The BDS test (Brock, Dechert, Scheinkman, 1987) tests the null hypothesis that a time series consists of independent and identically distributed (i.i.d.) observations.

**Interpretation:**
- High BDS statistic and low p-value ($p < 0.05$) → Reject null hypothesis of i.i.d.
- Rejection indicates the presence of nonlinear structure (deterministic chaos or nonlinear stochastic dependence)

In [None]:
def perform_bds_test(series, name):
    """Perform BDS test and interpret results."""
    bds_stat, p_val = stat.bds(series)
    
    print(f"\n{'='*50}")
    print(f"BDS Test: {name}")
    print(f"{'='*50}")
    print(f"BDS Statistic: {bds_stat:.4f}")
    print(f"P-value: {p_val:.4e}")
    
    if p_val < 0.05:
        print(f"\nConclusion: REJECT null hypothesis of i.i.d. (p < 0.05)")
        print(f"The series exhibits nonlinear dependence structure.")
    else:
        print(f"\nConclusion: FAIL TO REJECT null hypothesis (p >= 0.05)")
        print(f"No significant evidence of nonlinear structure.")
    
    return bds_stat, p_val

bds_online = perform_bds_test(df['Online_Shopping'], 'Online Shopping')
bds_mall = perform_bds_test(df['Shopping_Mall'], 'Shopping Mall')

### 4.2 Augmented Dickey-Fuller (ADF) Test for Stationarity

The ADF test examines whether a time series has a unit root (non-stationary). 

**Interpretation:**
- If ADF statistic < critical value → Reject null hypothesis → Series is **stationary**
- If ADF statistic > critical value → Fail to reject → Series is **non-stationary**

In [None]:
def perform_adf_test(series, name):
    """Perform Augmented Dickey-Fuller test and interpret results."""
    result = stat.adfuller(series)
    
    print(f"\n{'='*50}")
    print(f"ADF Test: {name}")
    print(f"{'='*50}")
    print(f"ADF Statistic: {result[0]:.4f}")
    print(f"P-value: {result[1]:.4f}")

== Input material ==
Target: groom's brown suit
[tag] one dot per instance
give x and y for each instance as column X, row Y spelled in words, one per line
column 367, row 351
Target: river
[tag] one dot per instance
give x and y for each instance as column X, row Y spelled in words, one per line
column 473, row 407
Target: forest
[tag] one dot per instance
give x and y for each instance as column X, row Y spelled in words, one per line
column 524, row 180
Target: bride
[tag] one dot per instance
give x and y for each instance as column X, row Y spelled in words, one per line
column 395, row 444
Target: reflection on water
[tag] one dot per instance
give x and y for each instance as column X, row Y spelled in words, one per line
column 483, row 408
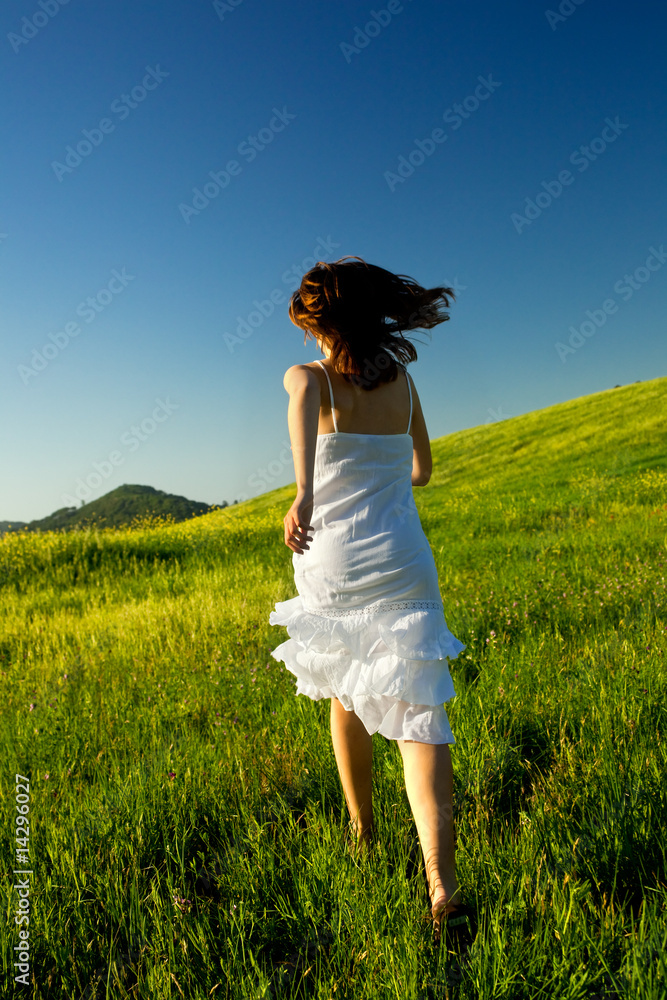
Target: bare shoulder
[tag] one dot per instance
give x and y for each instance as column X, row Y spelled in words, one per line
column 300, row 377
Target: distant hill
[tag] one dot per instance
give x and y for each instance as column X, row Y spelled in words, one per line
column 117, row 508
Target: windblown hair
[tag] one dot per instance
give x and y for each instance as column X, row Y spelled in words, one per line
column 361, row 312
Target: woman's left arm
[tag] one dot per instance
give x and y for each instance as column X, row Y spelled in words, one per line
column 302, row 418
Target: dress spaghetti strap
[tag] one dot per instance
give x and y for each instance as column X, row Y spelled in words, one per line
column 333, row 412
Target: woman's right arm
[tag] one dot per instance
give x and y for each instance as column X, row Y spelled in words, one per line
column 422, row 462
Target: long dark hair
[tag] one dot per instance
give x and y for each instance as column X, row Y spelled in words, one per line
column 361, row 312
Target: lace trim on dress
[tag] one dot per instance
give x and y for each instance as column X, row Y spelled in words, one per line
column 376, row 609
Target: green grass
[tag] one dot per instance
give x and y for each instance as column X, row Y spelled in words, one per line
column 186, row 813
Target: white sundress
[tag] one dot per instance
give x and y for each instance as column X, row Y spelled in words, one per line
column 368, row 625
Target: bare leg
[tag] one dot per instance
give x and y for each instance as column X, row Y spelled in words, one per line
column 353, row 747
column 429, row 784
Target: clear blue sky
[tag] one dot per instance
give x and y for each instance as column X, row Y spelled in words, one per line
column 318, row 114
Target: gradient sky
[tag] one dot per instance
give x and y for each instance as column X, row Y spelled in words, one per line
column 335, row 110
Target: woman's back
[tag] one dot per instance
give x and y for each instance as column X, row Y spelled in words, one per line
column 385, row 409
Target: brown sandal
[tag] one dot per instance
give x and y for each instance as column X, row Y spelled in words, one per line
column 460, row 927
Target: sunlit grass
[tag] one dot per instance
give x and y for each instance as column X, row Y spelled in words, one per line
column 187, row 817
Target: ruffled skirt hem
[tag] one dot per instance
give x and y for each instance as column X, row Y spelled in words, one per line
column 389, row 666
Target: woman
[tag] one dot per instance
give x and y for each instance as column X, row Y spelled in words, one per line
column 368, row 629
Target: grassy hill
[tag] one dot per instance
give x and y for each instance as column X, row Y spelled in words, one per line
column 118, row 508
column 188, row 813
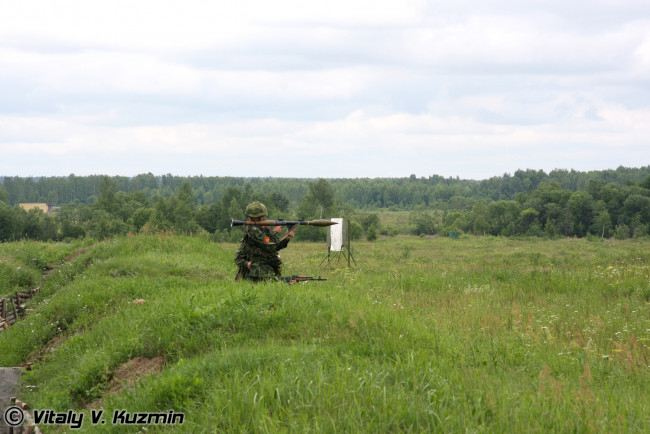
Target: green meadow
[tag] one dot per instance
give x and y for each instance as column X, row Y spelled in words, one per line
column 473, row 334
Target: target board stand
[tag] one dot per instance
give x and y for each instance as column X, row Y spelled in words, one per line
column 338, row 243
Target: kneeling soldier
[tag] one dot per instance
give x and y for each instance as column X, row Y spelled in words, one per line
column 257, row 258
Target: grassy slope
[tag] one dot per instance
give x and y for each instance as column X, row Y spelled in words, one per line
column 471, row 334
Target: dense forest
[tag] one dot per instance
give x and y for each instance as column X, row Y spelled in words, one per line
column 529, row 203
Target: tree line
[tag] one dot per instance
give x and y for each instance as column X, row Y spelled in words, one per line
column 530, row 203
column 363, row 193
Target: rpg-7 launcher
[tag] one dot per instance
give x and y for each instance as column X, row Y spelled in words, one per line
column 321, row 223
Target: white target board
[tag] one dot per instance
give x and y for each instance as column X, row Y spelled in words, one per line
column 337, row 236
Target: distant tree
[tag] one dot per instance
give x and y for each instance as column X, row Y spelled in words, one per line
column 107, row 200
column 581, row 209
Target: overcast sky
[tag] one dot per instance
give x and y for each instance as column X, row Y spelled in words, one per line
column 342, row 88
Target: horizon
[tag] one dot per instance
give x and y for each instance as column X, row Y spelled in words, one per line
column 418, row 177
column 338, row 90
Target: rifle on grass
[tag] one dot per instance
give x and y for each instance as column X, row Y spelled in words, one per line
column 296, row 279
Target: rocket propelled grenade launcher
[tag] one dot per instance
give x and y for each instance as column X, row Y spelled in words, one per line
column 320, row 222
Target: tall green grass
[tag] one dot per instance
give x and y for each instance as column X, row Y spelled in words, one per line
column 476, row 334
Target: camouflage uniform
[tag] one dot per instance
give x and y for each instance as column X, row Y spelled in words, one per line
column 260, row 246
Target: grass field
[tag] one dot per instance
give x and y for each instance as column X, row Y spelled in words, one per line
column 424, row 334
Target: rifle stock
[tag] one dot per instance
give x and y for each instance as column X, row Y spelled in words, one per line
column 296, row 279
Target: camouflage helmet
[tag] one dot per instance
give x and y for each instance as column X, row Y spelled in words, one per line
column 256, row 209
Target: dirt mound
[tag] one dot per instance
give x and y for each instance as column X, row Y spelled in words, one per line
column 133, row 370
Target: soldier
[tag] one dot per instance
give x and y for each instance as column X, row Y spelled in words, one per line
column 257, row 258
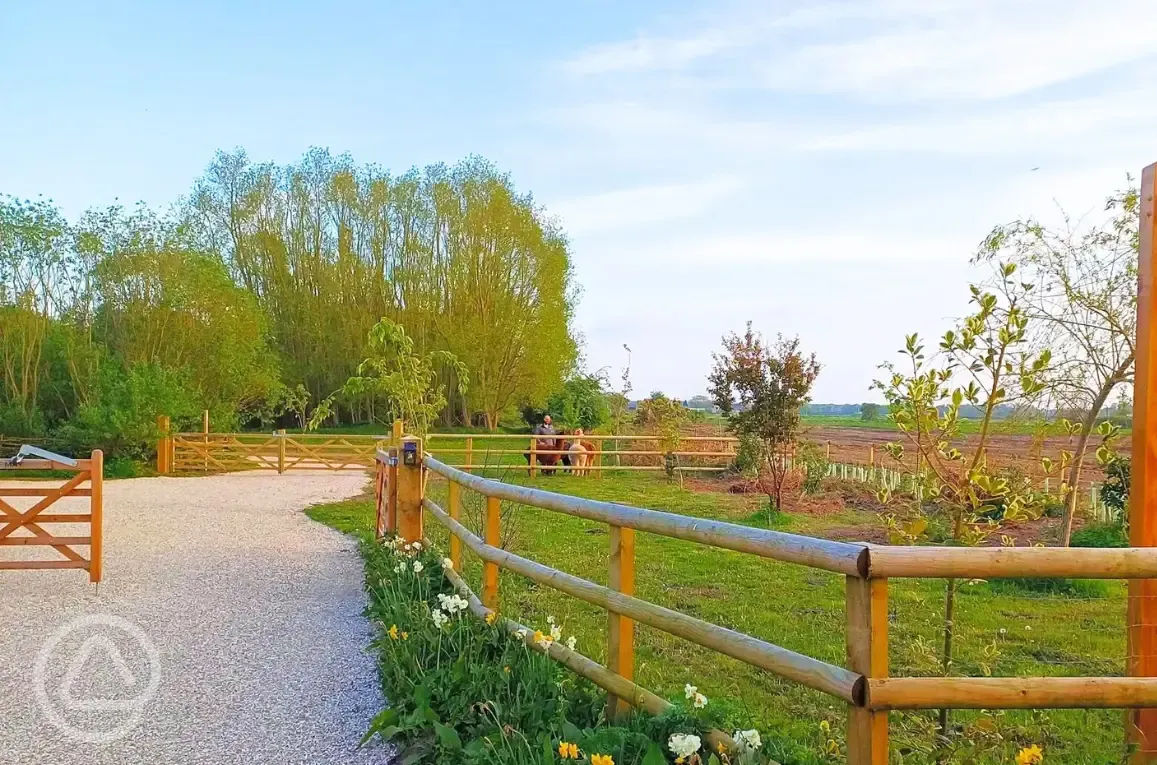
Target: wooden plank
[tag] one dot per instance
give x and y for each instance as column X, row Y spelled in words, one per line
column 41, row 491
column 38, row 565
column 1142, row 604
column 410, row 495
column 839, row 557
column 867, row 645
column 620, row 634
column 493, row 538
column 30, row 513
column 43, row 541
column 96, row 505
column 805, row 670
column 985, row 563
column 455, row 504
column 1011, row 692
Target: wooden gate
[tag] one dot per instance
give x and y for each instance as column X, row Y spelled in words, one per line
column 27, row 528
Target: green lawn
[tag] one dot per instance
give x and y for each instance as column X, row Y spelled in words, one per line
column 1003, row 630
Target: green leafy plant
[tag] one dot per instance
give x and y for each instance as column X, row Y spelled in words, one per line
column 985, row 362
column 405, row 380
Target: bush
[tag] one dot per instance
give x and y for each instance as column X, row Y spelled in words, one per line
column 464, row 691
column 1100, row 535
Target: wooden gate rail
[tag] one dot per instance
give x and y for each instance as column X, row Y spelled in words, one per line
column 35, row 519
column 864, row 684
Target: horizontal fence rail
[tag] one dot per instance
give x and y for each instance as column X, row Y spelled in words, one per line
column 863, row 684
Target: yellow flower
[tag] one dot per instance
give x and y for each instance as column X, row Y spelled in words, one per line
column 1030, row 756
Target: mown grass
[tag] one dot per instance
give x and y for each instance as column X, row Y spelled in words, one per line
column 1004, row 629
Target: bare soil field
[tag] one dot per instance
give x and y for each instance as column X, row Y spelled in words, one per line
column 1006, row 450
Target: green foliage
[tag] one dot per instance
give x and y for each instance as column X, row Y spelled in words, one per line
column 1102, row 535
column 581, row 403
column 396, row 375
column 760, row 390
column 1114, row 492
column 464, row 691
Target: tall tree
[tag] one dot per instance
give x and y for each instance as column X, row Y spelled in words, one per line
column 1078, row 284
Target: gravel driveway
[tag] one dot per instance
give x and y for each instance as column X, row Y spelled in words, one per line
column 228, row 630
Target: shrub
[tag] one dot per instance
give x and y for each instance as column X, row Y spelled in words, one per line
column 1102, row 535
column 465, row 691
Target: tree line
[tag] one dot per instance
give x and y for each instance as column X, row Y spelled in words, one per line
column 255, row 295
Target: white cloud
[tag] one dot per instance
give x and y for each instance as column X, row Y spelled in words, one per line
column 642, row 207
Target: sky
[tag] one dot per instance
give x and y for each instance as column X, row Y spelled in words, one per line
column 823, row 169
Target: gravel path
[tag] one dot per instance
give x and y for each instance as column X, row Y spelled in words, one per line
column 249, row 611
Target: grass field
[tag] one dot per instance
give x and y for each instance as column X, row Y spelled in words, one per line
column 1003, row 629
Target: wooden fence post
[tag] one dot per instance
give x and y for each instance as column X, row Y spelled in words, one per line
column 281, row 450
column 391, row 487
column 162, row 446
column 1142, row 604
column 493, row 538
column 410, row 490
column 455, row 502
column 867, row 638
column 620, row 634
column 96, row 513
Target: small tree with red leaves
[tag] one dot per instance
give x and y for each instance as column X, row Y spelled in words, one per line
column 760, row 390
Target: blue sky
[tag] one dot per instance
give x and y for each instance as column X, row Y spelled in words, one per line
column 819, row 168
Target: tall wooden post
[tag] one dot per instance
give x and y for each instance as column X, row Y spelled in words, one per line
column 162, row 446
column 281, row 450
column 867, row 638
column 1142, row 610
column 620, row 634
column 493, row 528
column 96, row 512
column 410, row 490
column 455, row 504
column 391, row 488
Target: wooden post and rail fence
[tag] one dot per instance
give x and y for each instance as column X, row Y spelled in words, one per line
column 864, row 683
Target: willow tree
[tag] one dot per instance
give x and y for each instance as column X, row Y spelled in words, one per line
column 1078, row 284
column 452, row 254
column 36, row 274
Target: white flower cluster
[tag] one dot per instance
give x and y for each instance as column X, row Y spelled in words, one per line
column 697, row 699
column 683, row 744
column 746, row 741
column 452, row 603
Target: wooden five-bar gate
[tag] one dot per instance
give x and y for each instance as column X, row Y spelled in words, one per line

== Exercise tasks ==
(A) Translate this sentence from the text on time-series tests into Spanish: "The ADF test examines whether a time series has a unit root (non-stationary)."
(B) Echo the lines of the listing, starting at its first line and ending at the line containing "column 300, row 377", with both ends included. Leave the pictures out.

== Solution set ==
(A) La prueba ADF examina si una serie temporal tiene una raíz unitaria (no estacionaria).

(B)
Target: groom's brown suit
[tag] one dot per instance
give x and y for each instance as column X, row Y spelled in words, one per line
column 367, row 351
Target: river
[tag] one dot per instance
give x and y for each instance as column X, row Y spelled in words, one per line
column 473, row 407
Target: forest
[tag] one dot per instance
give x and y for each instance as column X, row Y spelled in words, one per line
column 524, row 180
Target: bride
[tag] one dot per instance
give x and y for each instance as column X, row Y spelled in words, one per line
column 395, row 444
Target: reflection on water
[tag] one dot per instance
give x and y for each instance as column X, row Y spelled in words, one per line
column 483, row 408
Target: bare shoulder
[tag] one dot per instance
give x and y for each instance as column X, row Y spelled in words, one per line
column 300, row 377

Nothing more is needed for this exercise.